WHAT THE TASK ASKS — Would you copy out the whole listing exactly as given?

SOURCE MATERIAL —
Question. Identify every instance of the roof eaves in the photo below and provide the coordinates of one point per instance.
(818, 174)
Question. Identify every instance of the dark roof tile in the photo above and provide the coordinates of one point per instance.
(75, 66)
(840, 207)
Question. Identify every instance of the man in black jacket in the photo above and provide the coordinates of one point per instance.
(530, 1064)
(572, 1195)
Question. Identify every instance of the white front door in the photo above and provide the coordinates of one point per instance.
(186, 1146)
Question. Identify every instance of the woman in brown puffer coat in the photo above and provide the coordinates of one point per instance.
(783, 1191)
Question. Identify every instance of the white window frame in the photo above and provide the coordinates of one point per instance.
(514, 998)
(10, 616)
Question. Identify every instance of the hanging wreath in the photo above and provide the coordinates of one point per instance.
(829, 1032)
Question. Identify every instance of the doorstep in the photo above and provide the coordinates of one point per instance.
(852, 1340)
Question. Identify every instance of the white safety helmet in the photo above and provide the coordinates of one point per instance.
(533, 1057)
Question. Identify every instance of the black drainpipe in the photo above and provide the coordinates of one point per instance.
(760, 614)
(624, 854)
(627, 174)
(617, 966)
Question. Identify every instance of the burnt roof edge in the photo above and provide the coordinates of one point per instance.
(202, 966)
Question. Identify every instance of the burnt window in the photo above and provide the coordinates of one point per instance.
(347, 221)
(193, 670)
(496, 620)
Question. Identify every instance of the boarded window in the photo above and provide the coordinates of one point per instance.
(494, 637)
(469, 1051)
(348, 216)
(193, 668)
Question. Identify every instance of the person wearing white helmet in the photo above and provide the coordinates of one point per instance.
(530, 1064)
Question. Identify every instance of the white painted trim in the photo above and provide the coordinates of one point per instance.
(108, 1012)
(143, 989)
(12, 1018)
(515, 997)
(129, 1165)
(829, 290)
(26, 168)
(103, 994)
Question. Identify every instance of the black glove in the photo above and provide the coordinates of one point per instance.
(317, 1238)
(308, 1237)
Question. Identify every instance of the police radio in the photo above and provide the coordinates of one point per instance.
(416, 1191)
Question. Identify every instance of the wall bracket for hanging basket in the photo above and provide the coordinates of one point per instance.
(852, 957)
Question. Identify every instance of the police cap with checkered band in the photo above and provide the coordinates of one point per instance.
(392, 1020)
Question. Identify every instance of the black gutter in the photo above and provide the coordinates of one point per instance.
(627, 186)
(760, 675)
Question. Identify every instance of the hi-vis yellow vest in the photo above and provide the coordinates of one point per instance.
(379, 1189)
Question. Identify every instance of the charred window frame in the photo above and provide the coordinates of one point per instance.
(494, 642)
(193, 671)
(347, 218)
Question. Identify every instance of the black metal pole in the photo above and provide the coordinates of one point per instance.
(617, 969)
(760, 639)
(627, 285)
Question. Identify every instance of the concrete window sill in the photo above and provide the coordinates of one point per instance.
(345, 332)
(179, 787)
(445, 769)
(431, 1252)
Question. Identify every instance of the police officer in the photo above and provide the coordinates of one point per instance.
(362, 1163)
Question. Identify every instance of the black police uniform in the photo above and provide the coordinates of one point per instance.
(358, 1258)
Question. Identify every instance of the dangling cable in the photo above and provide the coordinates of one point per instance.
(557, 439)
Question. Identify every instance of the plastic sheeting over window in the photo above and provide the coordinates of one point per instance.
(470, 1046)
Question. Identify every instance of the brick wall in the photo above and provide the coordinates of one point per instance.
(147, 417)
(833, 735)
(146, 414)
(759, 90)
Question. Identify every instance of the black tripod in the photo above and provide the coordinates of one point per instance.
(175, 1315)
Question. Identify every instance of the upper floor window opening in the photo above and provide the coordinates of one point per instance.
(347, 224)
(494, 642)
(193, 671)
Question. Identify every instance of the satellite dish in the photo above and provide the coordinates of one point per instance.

YOUR SOLUTION —
Question. Identify every instance of the roof eaves in the photo below and provide the coordinates of one point per instance.
(818, 174)
Question. Identify every instance of the dark roof tile in the photo above and provide the coordinates of one point per instance.
(75, 66)
(840, 207)
Question. Identify every instance of the man in black jacket in the photo above and provide the coordinates of one point per instance.
(530, 1064)
(572, 1195)
Question. Identify every instance of the white front door in the photo above and provide the coordinates of one point per instance.
(186, 1146)
Question. Identify every instance of the woman in brown puffer coat in the photo above and provide the coordinates of one point per instance.
(783, 1191)
Question. Identify every instance of the white window frame in the photo above and provide the coordinates of one point per instance.
(514, 998)
(10, 616)
Question. Identify every instance of the hanging wreath in the photo above and provide the coordinates of one point per instance.
(829, 1032)
Question. Identify every instance of the doorstep in the photo above and provide the coordinates of one point per instance.
(852, 1340)
Question. Identify every instance of the white safety helmet in the photo above and provide the coordinates of one point per instance.
(533, 1057)
Question. Identify every instance of the black drainpipe in the photo above and provide the coordinates of one point per instance.
(760, 614)
(624, 854)
(627, 174)
(617, 966)
Question. Identify every instance of the burnt roof edge in the photo above and provide the coordinates of one point per instance.
(202, 966)
Question. Identify every instance of the burnt window in the photo above and provide the coordinates of one point per instance.
(347, 221)
(193, 670)
(496, 620)
Question. Identify every instance of the boarded window in the photo above and provide the coordinates of one point per instance.
(494, 637)
(469, 1051)
(348, 216)
(193, 668)
Question. Identify every instance of the person wearing white helmet in the photo above and provide the coordinates of one point per instance.
(530, 1064)
Question. Identify every instance of the white painted trim in the photo above and provide the coordinates of one point per instance.
(108, 1012)
(143, 989)
(12, 1018)
(515, 997)
(129, 1165)
(829, 290)
(26, 168)
(103, 994)
Question. Identify every instance of the black glove in the photo above and provide the coordinates of one point per instance.
(317, 1238)
(308, 1237)
Question. Identify every instance of the police radio in the photo above and provide the coordinates of one point per instance.
(416, 1191)
Question. Identify every instance of the wall bracket for hanging basket in the photo above and provide the coordinates of one point per instance.
(852, 957)
Question. Identify every instance of the police cap with checkered band in the photo above and provide the coordinates of one point per instance.
(392, 1020)
Question. Identify every instance of the black gutter in the photo above and provide the coordinates of one point per instance.
(627, 186)
(760, 675)
Question. Identify every instance of the hi-vis yellow vest in the photo above and provide the coordinates of one point per instance.
(379, 1189)
Question. Identify every instance of the charred window frame in the photo above and provide the coordinates of one point per instance.
(494, 642)
(193, 671)
(347, 218)
Question. Identify every instance of the black metal pole in the photo above and provide the coordinates of one point per instance.
(617, 969)
(760, 639)
(627, 285)
Question. Identify every instance of the concrete window sill in the photo above and provide the coordinates of one point per instance.
(345, 332)
(179, 787)
(445, 769)
(431, 1252)
Question. Identify every instance of the police officer in the photo above and provide the coordinates of one point per instance.
(362, 1163)
Question. Identify every instance of the black police uniform in the photo above and provide the coordinates of one point per instance.
(358, 1258)
Question. Identify every instance of the dangling cable in the photo above and provide the coordinates of one point per instance.
(557, 439)
Question. Identify every instance of the plastic sheeting over window in the photo above and provide the coordinates of one point per instance.
(470, 1046)
Question. Identify every instance of the brick wall in the photo above and provide the coordinates of one point per instance.
(147, 417)
(833, 735)
(146, 414)
(759, 90)
Question. Identify every instance of the black tripod in the photo above and provide the coordinates of one point per instance.
(175, 1315)
Question. Identify every instance of the upper floor window opening in the photo above and provide the coordinates of one point per instance.
(347, 224)
(494, 642)
(193, 671)
Question. Identify every instance of the satellite dish in the photo above and provide the coordinates of one point per instance.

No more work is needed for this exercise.